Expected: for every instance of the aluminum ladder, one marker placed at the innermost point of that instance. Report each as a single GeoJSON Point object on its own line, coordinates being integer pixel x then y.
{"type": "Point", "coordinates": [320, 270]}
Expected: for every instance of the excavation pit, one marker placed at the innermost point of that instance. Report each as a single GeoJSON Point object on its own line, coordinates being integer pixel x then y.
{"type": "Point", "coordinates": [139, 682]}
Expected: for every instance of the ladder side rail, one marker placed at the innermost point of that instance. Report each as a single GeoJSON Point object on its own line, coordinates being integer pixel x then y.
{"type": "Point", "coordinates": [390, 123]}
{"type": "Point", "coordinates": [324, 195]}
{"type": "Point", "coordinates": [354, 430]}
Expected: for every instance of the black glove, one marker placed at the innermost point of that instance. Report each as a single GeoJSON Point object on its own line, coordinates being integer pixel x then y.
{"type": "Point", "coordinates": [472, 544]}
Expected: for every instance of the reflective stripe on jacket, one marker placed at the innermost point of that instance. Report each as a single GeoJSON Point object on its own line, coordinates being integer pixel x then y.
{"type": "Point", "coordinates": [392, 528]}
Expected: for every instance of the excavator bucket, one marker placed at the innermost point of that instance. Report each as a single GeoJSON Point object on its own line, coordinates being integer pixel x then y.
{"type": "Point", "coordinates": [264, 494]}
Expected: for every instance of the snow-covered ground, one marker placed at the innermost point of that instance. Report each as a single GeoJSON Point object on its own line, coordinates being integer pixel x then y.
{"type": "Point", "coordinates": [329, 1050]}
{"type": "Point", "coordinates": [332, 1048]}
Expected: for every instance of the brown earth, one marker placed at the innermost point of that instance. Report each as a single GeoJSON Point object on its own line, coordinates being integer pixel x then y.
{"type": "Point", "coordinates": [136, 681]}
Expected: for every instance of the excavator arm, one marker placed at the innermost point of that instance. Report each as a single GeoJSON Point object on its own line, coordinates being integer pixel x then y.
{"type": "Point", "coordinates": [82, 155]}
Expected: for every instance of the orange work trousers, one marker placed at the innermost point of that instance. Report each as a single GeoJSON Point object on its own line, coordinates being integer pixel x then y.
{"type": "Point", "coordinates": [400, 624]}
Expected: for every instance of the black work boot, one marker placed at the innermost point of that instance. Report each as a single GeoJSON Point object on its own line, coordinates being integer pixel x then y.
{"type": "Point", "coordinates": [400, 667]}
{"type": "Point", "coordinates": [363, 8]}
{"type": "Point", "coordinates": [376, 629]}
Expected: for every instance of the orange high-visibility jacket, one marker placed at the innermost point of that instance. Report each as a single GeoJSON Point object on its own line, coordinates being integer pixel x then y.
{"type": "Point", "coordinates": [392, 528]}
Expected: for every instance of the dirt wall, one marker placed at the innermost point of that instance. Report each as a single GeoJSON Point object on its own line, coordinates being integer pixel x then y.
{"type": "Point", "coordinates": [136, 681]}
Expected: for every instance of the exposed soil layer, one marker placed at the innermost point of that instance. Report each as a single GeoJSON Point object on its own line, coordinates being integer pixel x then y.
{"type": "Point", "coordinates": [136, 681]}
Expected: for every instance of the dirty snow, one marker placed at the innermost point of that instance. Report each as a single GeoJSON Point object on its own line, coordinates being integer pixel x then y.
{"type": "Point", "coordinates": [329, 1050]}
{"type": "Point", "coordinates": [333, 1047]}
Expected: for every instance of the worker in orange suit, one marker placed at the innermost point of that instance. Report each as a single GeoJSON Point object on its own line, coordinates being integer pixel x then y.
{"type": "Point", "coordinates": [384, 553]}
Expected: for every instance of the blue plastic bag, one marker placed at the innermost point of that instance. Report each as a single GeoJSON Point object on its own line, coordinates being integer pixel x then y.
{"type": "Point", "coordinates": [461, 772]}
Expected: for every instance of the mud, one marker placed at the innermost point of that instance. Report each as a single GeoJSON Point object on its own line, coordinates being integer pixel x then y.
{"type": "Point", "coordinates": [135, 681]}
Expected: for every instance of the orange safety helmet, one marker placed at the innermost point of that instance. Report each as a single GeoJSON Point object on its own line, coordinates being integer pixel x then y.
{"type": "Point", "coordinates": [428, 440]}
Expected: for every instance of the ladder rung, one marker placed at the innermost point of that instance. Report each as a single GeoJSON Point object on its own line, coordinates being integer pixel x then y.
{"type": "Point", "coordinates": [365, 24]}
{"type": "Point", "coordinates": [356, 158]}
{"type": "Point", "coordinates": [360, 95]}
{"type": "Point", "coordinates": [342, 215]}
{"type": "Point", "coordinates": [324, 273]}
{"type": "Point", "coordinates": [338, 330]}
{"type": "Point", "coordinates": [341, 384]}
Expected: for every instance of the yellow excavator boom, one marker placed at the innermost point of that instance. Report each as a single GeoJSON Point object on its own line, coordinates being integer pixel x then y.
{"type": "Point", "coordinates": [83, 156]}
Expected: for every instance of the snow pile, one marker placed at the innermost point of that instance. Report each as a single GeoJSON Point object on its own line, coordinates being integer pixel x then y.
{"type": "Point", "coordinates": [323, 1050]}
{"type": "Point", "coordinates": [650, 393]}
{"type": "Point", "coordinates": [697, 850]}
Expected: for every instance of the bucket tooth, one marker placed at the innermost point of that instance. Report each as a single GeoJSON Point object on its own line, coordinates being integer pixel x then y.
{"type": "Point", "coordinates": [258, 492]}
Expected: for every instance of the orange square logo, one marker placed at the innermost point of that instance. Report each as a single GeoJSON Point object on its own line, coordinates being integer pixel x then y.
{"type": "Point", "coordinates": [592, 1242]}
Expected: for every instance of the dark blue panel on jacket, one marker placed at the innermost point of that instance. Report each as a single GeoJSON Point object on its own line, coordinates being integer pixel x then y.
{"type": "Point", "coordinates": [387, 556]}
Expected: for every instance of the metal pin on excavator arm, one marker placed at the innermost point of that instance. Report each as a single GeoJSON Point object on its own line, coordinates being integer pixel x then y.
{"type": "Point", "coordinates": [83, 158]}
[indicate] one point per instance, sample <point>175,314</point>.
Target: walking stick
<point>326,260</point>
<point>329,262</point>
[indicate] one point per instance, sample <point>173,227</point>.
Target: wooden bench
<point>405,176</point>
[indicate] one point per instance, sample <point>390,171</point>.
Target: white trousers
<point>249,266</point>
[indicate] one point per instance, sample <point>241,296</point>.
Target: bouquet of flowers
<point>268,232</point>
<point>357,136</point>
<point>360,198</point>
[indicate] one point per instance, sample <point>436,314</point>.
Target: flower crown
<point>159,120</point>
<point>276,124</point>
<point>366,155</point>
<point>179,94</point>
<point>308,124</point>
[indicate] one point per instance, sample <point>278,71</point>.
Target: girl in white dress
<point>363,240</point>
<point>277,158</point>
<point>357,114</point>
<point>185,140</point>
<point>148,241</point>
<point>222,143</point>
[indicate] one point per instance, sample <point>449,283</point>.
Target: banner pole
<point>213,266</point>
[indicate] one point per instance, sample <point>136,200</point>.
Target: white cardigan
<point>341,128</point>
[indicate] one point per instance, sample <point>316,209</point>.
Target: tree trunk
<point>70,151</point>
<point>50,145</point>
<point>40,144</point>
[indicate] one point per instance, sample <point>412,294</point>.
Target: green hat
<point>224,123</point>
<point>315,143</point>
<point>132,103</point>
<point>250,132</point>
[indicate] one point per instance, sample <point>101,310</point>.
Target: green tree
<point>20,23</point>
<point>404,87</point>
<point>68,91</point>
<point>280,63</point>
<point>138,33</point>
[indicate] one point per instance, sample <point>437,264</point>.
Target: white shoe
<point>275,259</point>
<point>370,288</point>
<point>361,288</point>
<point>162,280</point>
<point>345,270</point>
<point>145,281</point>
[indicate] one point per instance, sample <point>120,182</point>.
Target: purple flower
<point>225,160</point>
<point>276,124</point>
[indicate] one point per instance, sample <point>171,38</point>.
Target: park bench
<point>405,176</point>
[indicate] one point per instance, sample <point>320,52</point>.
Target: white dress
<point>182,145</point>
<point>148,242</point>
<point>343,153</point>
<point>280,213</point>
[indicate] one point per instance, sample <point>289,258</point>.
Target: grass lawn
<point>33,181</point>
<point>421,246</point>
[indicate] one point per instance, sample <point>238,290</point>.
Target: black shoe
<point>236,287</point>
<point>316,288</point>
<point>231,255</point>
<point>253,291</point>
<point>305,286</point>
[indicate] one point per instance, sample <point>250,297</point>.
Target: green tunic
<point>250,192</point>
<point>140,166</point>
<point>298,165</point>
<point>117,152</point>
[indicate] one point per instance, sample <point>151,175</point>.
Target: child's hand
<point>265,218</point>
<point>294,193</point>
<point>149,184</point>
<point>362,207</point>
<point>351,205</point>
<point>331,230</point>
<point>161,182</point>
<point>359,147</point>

-=-=-=-=-

An exact copy of the lines from the one containing "[indicate] one point per instance, sample <point>171,38</point>." through the end of the entries is required, and nothing beyond them.

### ANSWER FOR THE TASK
[indicate] one point per instance, sample <point>171,38</point>.
Target: park bench
<point>405,176</point>
[indicate] one point per instance, sample <point>320,52</point>.
Target: white dress
<point>182,145</point>
<point>148,242</point>
<point>343,153</point>
<point>280,213</point>
[indicate] one point per instance, sample <point>289,258</point>.
Target: grass lawn
<point>33,181</point>
<point>421,246</point>
[indicate] one point per instance, sample <point>238,290</point>.
Target: black shoe
<point>236,287</point>
<point>316,288</point>
<point>231,255</point>
<point>253,291</point>
<point>305,286</point>
[indicate] one point per instance, sample <point>250,297</point>.
Target: green tunic
<point>250,192</point>
<point>140,166</point>
<point>298,165</point>
<point>117,152</point>
[indicate] one point per instance, sample <point>151,175</point>.
Target: child's hand
<point>265,218</point>
<point>294,193</point>
<point>149,184</point>
<point>362,207</point>
<point>351,205</point>
<point>331,230</point>
<point>161,182</point>
<point>359,147</point>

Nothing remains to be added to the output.